Reproduce each entry exactly as written.

BEGIN DATA EXTRACTS

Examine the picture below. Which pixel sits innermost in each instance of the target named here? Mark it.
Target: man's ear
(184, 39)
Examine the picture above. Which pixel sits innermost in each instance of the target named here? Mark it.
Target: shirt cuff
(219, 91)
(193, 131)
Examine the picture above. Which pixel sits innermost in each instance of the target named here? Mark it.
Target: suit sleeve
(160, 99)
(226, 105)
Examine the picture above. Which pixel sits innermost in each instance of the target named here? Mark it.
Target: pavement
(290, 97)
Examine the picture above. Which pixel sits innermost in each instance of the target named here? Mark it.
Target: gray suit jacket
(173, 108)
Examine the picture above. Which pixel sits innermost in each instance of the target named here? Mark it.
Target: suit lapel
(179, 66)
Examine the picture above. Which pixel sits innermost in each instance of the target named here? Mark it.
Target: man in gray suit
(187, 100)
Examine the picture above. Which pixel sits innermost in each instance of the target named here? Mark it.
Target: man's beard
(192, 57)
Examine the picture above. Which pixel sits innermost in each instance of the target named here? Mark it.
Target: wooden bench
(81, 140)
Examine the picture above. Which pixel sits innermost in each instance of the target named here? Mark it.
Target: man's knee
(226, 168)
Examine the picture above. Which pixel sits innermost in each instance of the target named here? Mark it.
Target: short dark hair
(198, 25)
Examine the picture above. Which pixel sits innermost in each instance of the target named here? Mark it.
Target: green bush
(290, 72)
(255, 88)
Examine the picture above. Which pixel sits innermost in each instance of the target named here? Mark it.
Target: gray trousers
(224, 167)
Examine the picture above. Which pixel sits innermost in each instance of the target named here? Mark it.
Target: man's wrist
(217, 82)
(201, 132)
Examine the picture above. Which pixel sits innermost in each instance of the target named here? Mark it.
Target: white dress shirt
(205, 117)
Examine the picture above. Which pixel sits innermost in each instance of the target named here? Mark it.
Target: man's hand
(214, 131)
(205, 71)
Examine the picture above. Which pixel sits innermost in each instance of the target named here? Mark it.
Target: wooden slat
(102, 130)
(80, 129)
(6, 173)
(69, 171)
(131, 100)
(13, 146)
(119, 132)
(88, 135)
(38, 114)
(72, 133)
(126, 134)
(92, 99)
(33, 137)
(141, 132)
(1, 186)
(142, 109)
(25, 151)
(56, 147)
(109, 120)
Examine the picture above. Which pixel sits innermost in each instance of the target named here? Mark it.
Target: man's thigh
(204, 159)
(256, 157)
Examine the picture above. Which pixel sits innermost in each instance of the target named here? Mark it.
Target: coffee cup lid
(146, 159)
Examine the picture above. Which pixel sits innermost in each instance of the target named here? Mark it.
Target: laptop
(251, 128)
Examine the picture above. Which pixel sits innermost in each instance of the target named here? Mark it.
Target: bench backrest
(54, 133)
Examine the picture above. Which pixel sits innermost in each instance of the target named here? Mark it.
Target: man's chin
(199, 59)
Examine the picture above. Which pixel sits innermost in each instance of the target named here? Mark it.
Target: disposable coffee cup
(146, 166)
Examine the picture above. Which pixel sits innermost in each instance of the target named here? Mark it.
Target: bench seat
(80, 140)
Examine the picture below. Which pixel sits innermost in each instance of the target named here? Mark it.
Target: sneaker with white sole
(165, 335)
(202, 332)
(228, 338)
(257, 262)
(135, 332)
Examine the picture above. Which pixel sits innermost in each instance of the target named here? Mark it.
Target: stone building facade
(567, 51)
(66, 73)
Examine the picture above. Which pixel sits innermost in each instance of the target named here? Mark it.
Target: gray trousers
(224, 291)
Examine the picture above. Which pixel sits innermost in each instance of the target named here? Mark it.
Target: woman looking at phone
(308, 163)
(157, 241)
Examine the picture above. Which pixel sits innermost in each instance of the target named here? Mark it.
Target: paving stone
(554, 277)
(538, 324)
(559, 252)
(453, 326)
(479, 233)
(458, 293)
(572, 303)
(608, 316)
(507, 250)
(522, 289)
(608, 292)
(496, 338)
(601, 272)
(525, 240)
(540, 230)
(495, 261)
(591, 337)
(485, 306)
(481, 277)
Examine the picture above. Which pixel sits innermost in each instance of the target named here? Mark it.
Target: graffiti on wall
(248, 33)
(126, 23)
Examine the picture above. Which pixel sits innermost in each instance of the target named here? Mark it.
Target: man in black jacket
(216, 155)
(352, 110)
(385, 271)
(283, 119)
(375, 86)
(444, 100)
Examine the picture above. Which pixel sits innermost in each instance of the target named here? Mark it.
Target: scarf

END DATA EXTRACTS

**RESPONSE TO THE EXERCISE:**
Examine the picture below. Which pixel sits innermost in each instance of the target named here? Mark it.
Target: man's ear
(184, 39)
Examine the picture above. Which pixel sits innermost in each instance of the target named here? Mark it.
Target: shirt cuff
(219, 91)
(193, 131)
Examine the picture above. Which pixel sits innermost in each instance of the target named here? Mark it.
Target: suit sleeve
(160, 99)
(226, 105)
Examine the picture above. Which pixel sits innermost in each instance of the target named here? Mark it.
Target: pavement
(290, 97)
Examine the picture above. Which pixel sits innermost in each instance of the target named here? Mark it.
Target: gray suit jacket
(173, 108)
Examine the picture above. Which pixel sits innermost in each instance of the target named here? Mark it.
Target: suit lapel
(179, 66)
Examine the picture above. Which pixel sits innermost in each instance of the target named here? Mark it.
Target: man in gray suit
(187, 100)
Examine the picture above. Which pixel sits innermost in each instance of the target named here? Mark it.
Target: man's beard
(192, 57)
Examine the picture above. Which pixel sits innermost in each instance of the target named here? Mark it.
Target: wooden bench
(81, 140)
Examine the picture above. Which pixel sits innermost in each instance of the target named here? Mark it.
Target: man's knee
(226, 168)
Examine the picture above. Which pixel sits innermost in each instance of the target named here? Mark it.
Target: short dark hair
(198, 25)
Examine the picture above. Which pixel sits innermost in each instance of the target named here? Mark it.
Target: green bush
(290, 72)
(255, 88)
Examine the picture above. Which pixel sits innermost in each instance of the target named here? Mark it.
Target: gray trousers
(224, 167)
Examine the picture above. Which pixel sits innermost in each instance of the target named here? Mark it.
Target: man's wrist
(217, 82)
(201, 132)
Examine the picture above. Which pixel sits innermost in each instance of the target named here? Mark it.
Target: white dress shirt
(205, 117)
Examine the picture above. Which pixel sits innermost in each instance of the target named here? Mark it.
Target: man's hand
(214, 131)
(205, 71)
Examine the picture above. Which pixel sits innermost in each instance of the target named here? Mark it.
Target: wooden slat
(102, 130)
(80, 129)
(6, 173)
(69, 171)
(131, 100)
(13, 146)
(119, 132)
(88, 135)
(38, 114)
(72, 133)
(126, 134)
(92, 99)
(33, 137)
(141, 132)
(1, 186)
(142, 109)
(25, 151)
(56, 147)
(109, 120)
Examine the picture above. Which pixel sits innermost in each instance of the target named here? Mark it.
Target: man's thigh
(204, 159)
(256, 157)
Examine the picture above. Which pixel sits innermost in each instance of the target named here? Mark it.
Target: coffee cup lid
(146, 159)
Examine the picture above. Which pixel sits innermost in each instance of the target named here? Mark it.
Target: laptop
(251, 128)
Examine the picture above. Which pixel sits innermost in each instance of the target named here? Mark it.
Target: bench backrest
(54, 133)
Examine the picture above. Which pixel sits innermost in each instance of the target named here? Mark it.
Target: man's chin
(199, 59)
Examine the picture above. Which pixel sits innermost in each instance of the target named here? Mark it.
Target: disposable coffee cup
(146, 166)
Examine the picture above. Which pixel sits innermost in each instance of the target named here? Mark it.
Target: bench seat
(80, 140)
Examine the picture below. Which pixel sits innermost in each instance of the target named here? Mark it.
Target: sneaker with white sole
(165, 335)
(202, 332)
(228, 338)
(257, 262)
(135, 332)
Examine the picture above. Which pixel sits innermost in each instance of the target named here? Mark it.
Target: stone building facade
(567, 51)
(66, 73)
Examine the picture above. Which pixel sits innermost in each instance of the target named here? Mark it.
Target: gray trousers
(224, 291)
Examine the picture above. Which pixel sits innermost in each instance of the target named here? Mark it.
Target: woman looking at phone
(308, 163)
(157, 241)
Examine the picture above. Which pixel sits innermost in each instance of the target named here? Mark it.
Target: paving stone
(554, 277)
(538, 324)
(559, 252)
(453, 326)
(479, 233)
(458, 293)
(572, 303)
(608, 316)
(507, 250)
(522, 289)
(608, 292)
(496, 338)
(601, 272)
(525, 240)
(540, 230)
(495, 261)
(591, 337)
(485, 306)
(481, 277)
Examine the picture above. Which pixel sits innermost in each instance of the target named here? Mark it.
Target: graffiti on wall
(248, 33)
(126, 23)
Examine the picture above. Which pixel sits innermost in each instance of the target named here? Mark it.
Target: man in black jacket
(216, 155)
(352, 110)
(385, 271)
(283, 119)
(375, 86)
(444, 100)
Examine the picture above. Which pixel sits innermost in each instance of the target named here? Mark it.
Target: scarf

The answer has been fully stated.